SET PROBLEM:
In the passage about Paul Martin's Liberal government, what did the auditor general reveal in March?

READING PASSAGE:
=====

When Paul Martin replaced Jean Chretien as Prime Minister this January, few would have thought he’d find his government in such a predicament only six months down the road. The Liberals seemed as solid as ever. Martin was to be a dose of fresh blood that would remove any public concerns that the party had grown stagnant during ten years of Chretien leadership. The Canadian Alliance and Progressive Conservatives were locked in the same talks of uniting the right that had failed to succeed so many times before. And as for the New Democrats, they had languished low in the polls for years.

Then in March came the sponsorship scandal. The auditor general revealed that Liberal bureaucrats and Crown Corporation chiefs were funnelling millions of dollars worth of public money into their own pockets. The Liberals’ slide in the polls began almost immediately.

However, to say that the Liberal Party’s fall in the polls is strictly the result of the sponsorship scandal alone is to oversimplify the situation. Rather, the drop in support that followed the sponsorship scandal is an expression of a discontent with the ruling government that had long been festering. Paul Martin’s reception as Prime Minister was not nearly as warm as expected; voter turnout is at record lows, and years of cuts to public spending have taken a toll on the social infrastructure. While the polls leading up to the scandal may have said that 60 percent of the population supported the government, what they did not say was that the resolution with which that 60 percent supported the government had been dwindling for some time. The sponsorship scandal was merely the event that finally pushed people from increasingly reluctant support for the government to actual opposition. Marxism explains that necessity is sometimes expressed through accident.

=====

DATASET SECTION:
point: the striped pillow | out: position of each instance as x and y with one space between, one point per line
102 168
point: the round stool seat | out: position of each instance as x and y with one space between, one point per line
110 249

=====

EXERCISE RESPONSE:
Liberal bureaucrats and Crown Corporation chiefs were funnelling millions of dollars worth of public money into their own pockets.